▶ **WHAT THE TASK ASKS**:
Locate each line in the records below that contains the word "suit", and copy every such line.

▶ **MATERIAL**:
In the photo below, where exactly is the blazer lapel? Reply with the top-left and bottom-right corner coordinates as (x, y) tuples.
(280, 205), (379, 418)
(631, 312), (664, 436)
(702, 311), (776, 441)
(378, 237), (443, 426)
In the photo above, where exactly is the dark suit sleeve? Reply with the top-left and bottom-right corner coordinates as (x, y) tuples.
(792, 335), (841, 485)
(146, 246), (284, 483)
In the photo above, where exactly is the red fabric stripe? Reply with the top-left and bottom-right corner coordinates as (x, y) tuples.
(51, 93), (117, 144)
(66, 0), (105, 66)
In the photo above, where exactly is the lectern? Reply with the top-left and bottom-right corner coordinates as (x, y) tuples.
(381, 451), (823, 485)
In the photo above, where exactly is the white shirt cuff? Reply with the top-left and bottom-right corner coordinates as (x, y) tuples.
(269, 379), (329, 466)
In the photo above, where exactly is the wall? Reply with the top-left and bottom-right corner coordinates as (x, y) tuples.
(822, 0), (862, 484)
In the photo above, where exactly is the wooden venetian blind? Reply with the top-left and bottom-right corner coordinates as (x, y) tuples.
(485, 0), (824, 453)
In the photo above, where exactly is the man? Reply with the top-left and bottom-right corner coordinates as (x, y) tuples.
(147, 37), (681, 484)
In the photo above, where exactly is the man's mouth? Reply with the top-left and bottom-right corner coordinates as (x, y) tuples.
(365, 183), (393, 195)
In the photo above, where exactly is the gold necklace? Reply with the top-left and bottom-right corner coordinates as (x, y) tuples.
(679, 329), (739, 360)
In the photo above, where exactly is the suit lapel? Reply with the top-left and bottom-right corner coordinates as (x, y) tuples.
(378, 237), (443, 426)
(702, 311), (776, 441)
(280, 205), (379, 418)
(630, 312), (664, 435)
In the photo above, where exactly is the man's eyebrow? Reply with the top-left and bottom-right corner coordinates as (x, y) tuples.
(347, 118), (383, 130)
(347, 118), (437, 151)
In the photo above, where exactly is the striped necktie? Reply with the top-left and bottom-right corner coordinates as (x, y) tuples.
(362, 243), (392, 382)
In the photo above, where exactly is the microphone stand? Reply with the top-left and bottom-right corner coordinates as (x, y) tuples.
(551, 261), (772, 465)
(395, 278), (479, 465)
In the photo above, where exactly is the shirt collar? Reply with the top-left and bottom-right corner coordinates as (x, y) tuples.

▶ **FULL OUTPUT**:
In the photo above, where exactly is the dark suit sleeve? Reply with the top-left and bottom-right corner coordinates as (x, y) tuples.
In the photo above, where exactly is the suit lapel? Reply with the top-left and bottom-right corner coordinates as (x, y) tuples.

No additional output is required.